▶ **Exercise description**
Count the lines in the rows below that contain the string "bollard", treating uppercase and lowercase as distinct. Reply with the number alone.

.....

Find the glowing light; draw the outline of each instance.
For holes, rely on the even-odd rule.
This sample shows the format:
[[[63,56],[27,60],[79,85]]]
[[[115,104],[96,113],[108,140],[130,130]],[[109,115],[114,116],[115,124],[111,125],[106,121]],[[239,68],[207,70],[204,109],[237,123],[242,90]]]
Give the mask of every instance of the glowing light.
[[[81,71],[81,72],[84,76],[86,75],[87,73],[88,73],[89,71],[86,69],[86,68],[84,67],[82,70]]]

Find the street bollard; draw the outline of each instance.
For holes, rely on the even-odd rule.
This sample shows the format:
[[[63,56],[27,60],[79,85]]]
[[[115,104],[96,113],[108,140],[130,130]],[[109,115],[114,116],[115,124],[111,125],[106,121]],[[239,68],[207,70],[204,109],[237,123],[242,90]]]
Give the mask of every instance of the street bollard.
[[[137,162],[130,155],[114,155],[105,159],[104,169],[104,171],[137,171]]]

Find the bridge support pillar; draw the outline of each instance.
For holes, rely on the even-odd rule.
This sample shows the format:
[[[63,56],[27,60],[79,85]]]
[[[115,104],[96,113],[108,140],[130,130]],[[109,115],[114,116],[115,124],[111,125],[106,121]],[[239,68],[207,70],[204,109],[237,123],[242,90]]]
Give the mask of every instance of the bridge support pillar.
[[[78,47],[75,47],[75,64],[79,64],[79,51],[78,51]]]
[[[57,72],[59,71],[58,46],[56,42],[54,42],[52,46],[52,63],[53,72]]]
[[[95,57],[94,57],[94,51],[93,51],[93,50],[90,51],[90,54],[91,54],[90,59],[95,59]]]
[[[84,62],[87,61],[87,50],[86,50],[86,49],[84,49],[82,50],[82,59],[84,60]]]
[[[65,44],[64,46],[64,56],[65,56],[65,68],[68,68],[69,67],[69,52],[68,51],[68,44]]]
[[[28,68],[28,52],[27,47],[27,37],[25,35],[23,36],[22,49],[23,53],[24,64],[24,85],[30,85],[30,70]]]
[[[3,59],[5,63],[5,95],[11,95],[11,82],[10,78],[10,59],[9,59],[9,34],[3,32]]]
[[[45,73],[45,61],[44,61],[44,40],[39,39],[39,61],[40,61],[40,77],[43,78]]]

.....

▶ **The answer**
2